== ACTIVITY ==
Without any alteration, retype the records that appear below.

Collected data entries
----------------------------------------
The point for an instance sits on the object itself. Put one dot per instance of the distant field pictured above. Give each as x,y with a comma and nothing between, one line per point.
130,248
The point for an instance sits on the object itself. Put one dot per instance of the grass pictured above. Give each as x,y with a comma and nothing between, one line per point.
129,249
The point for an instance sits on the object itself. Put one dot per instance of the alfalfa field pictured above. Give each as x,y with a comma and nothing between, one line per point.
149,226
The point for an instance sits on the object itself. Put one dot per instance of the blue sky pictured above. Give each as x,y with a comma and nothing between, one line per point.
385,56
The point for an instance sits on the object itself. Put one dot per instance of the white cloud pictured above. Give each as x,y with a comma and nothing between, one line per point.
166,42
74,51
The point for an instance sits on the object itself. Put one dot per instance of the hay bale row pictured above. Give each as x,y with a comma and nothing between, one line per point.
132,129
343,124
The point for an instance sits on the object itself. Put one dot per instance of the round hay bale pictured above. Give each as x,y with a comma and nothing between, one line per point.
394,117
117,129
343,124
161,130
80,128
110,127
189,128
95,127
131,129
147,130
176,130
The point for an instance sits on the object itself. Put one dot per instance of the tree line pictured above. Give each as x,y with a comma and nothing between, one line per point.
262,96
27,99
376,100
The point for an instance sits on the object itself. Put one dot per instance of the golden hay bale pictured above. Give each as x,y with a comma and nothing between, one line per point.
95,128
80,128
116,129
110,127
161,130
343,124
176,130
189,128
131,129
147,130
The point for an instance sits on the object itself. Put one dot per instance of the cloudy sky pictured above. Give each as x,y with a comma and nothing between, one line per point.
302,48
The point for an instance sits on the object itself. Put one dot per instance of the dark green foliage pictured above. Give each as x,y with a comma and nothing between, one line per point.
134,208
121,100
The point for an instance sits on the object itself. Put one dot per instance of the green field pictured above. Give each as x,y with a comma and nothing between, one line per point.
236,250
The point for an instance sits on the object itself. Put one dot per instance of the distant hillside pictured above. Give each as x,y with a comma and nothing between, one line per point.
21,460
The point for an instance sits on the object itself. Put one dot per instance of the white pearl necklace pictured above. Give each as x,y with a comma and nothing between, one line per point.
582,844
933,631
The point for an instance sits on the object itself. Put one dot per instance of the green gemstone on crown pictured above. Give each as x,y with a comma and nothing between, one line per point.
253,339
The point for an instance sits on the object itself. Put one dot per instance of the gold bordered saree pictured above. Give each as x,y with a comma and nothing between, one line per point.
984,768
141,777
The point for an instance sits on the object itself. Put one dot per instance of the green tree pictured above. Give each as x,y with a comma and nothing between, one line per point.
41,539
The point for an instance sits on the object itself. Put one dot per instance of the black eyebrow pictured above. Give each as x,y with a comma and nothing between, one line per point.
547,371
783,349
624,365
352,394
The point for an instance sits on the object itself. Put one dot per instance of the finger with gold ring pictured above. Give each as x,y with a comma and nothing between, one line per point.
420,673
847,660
----------------------------------------
== ANSWER SECTION ==
The point for an instance sits on the object itself. Put one dot per instance of the distant field pictured above. Give each as x,y with a comma and nothing between, one line per point.
130,248
The point for an instance sits on the object itself. Put one dot per instance of the grass pictured above. Give each as x,y with a comma and nothing between, one line per point.
129,249
The point for an instance sits on the object itself. Put one dot per instance of the alfalfa field pictured above. Give each as x,y with a comma and nothing between, one line per point.
149,226
The point for an instance sits on the object itself. Put one dot per instance of the blue sky pictured above. Give each as x,y with a comma and nothing between, one line per point.
385,56
The point for an instance sits on the object itself. Put one dot per instance of the white cloud pictured above. Give each as x,y with a comma and nothing between, one line per point.
166,42
74,51
The point for an instance sits on the object itself. Put one dot per instance of the hay bale row pictured above. Give each as x,y with a comma and nothing between, one line per point.
132,129
343,124
The point for an instance sits on the object itself. Put one dot per instance of the round hay bale pictured above. Give each as x,y with a comma and nothing between, one line per point.
394,117
117,129
343,124
161,130
80,128
110,127
189,128
95,127
131,129
147,130
176,130
The point for an instance sits on the object itself. Put one dot per instance of the tree line pictured above. Give each as x,y with a comma and nothing between, one line per point.
262,96
27,99
376,100
The point for an instance sits on the object itself. Put one dot per instance of the golden hay bale pictured above. Give each as x,y with a comma and nothing between, one line per point.
95,128
80,128
116,129
110,127
161,130
343,124
176,130
189,128
131,129
147,130
The point for an instance sits on the object itself. Put one dot per instance of the cloudy sky pictured above. Give each as x,y with a comma and nothing between, one line per point.
302,48
The point for an instance sits on the object itself. Put one dot per instance of the dark green foliage pictured above. Give each as x,y with a comma and nothing between, one line per point.
134,208
121,100
The point for an instance sits on the object itself. Put one dot per instance of the green field pictured above. Give each as x,y with a comma and nothing between, one line per point.
236,250
The point for an instance sits on the object itself. Put one dot per instance of the distant hillside pictured above. Give each as x,y with a comma and nothing between, one line per point.
21,460
The point for an instance sits on the object itself. Put one dot per instance of the white pearl necklace pictured above. Give each as x,y with a comma and nothing between, one line per point.
582,844
933,631
The point for an instance sits on the object itself. Put one dot per instance of the green gemstone on crown pictured above. Give each as x,y with a comma and nothing between, one line per point.
253,339
The point for an instance sits on the object itself. Put one dot per instance of the gold bordered saree pictured above. Give each as x,y with a comma and nothing between, one line per point.
984,768
141,777
The point for an instance sits on the object itself. Put one dot per instance of the green tree pictured above. Give each as x,y with a comma and nothing between, one line per point.
41,539
The point for an instance sits on the object itself. Put one dot per instance of the black eyebrow pictured above. Give each as x,y with a comma and nothing between, one line per point.
547,371
783,349
624,365
352,394
The point for an instance sits on the object itself. Put one dot per instance of the finger with gold ring pictured above. Give each as x,y with a comma and nothing between, one line per point.
420,673
847,660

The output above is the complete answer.